◆ Dataset content
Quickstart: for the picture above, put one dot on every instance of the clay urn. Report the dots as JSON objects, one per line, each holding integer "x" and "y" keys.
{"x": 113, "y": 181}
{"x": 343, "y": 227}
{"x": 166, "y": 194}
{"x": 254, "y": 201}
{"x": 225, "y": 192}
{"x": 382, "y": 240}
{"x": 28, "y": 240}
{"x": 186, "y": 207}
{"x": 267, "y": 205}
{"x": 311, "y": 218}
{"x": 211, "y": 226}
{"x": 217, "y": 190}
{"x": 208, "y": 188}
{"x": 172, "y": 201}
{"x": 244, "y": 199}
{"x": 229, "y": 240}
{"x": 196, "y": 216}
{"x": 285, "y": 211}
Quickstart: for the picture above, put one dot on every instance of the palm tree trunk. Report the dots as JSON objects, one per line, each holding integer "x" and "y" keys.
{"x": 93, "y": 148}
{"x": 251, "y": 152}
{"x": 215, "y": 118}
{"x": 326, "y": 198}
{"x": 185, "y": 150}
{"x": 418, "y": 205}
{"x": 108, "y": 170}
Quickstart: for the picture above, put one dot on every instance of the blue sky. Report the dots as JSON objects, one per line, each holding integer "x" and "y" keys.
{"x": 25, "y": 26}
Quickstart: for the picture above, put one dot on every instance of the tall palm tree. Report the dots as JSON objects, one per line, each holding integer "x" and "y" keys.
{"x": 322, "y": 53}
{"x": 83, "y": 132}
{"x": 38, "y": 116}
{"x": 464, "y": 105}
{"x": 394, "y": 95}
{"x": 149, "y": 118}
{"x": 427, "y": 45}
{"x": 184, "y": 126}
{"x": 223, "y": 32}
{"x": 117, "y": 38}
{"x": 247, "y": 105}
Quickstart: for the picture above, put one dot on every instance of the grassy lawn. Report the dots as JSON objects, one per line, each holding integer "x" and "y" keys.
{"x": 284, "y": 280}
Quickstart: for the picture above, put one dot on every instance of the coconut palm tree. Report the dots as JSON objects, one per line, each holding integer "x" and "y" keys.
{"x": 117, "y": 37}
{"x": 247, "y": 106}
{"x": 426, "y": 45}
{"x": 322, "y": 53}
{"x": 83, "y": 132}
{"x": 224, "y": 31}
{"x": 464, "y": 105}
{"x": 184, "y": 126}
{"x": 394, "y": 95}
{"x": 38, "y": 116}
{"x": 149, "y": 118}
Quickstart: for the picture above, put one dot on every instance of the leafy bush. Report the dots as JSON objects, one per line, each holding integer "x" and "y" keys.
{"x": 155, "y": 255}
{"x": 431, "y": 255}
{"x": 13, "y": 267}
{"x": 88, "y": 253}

◆ Written request
Please copy every line above again, swapping "put one dot" for "place a single dot" wherever it occurs and leaving everything else as it is.

◆ Output for this exercise
Quickstart: for the picture above, place a single dot on every instance of the clay urn. Report the dots as JSON objects, one per line, each holding integer "x" and "y" keys.
{"x": 113, "y": 181}
{"x": 343, "y": 227}
{"x": 166, "y": 194}
{"x": 254, "y": 201}
{"x": 225, "y": 192}
{"x": 382, "y": 240}
{"x": 28, "y": 240}
{"x": 186, "y": 207}
{"x": 267, "y": 205}
{"x": 311, "y": 218}
{"x": 211, "y": 226}
{"x": 217, "y": 190}
{"x": 208, "y": 188}
{"x": 172, "y": 201}
{"x": 244, "y": 199}
{"x": 229, "y": 240}
{"x": 196, "y": 216}
{"x": 285, "y": 211}
Quickstart: for the picture above, place a single dot on every instance of the palm tree trunk. Report the dots as JSON objects, one per line, each holding integer "x" and "y" keys.
{"x": 93, "y": 148}
{"x": 251, "y": 152}
{"x": 215, "y": 118}
{"x": 326, "y": 198}
{"x": 185, "y": 150}
{"x": 418, "y": 205}
{"x": 108, "y": 170}
Quickstart: for the picture above, place a single dot on every instance of the blue sky. Report the dots as JSON objects, one per line, each holding integer "x" and "y" keys.
{"x": 25, "y": 26}
Quickstart: for the picture above, place a single dot on every instance of the tall palm tree. Report the dots as JSON objects, one per line, each holding integer "x" and "y" keys.
{"x": 322, "y": 53}
{"x": 83, "y": 132}
{"x": 38, "y": 116}
{"x": 464, "y": 105}
{"x": 394, "y": 95}
{"x": 149, "y": 118}
{"x": 427, "y": 45}
{"x": 184, "y": 126}
{"x": 223, "y": 32}
{"x": 117, "y": 38}
{"x": 247, "y": 105}
Quickstart: for the picture above, place a single dot on every instance of the grassy lawn. Report the dots as JSON objects, one per line, each holding integer "x" and "y" keys.
{"x": 284, "y": 280}
Quickstart: for the picture above, place a single dot on every instance of the coconut palm tree. Report the dots as JSON objects, one per line, each holding integer "x" and "y" keys.
{"x": 117, "y": 37}
{"x": 247, "y": 106}
{"x": 426, "y": 45}
{"x": 322, "y": 53}
{"x": 83, "y": 132}
{"x": 224, "y": 31}
{"x": 464, "y": 105}
{"x": 184, "y": 126}
{"x": 394, "y": 95}
{"x": 38, "y": 116}
{"x": 149, "y": 118}
Quickstart: for the picture above, place a single dot on every instance of the leafy bush. Report the dots as JSON objects, one per line, each holding integer "x" and "y" keys.
{"x": 155, "y": 255}
{"x": 431, "y": 255}
{"x": 13, "y": 267}
{"x": 88, "y": 253}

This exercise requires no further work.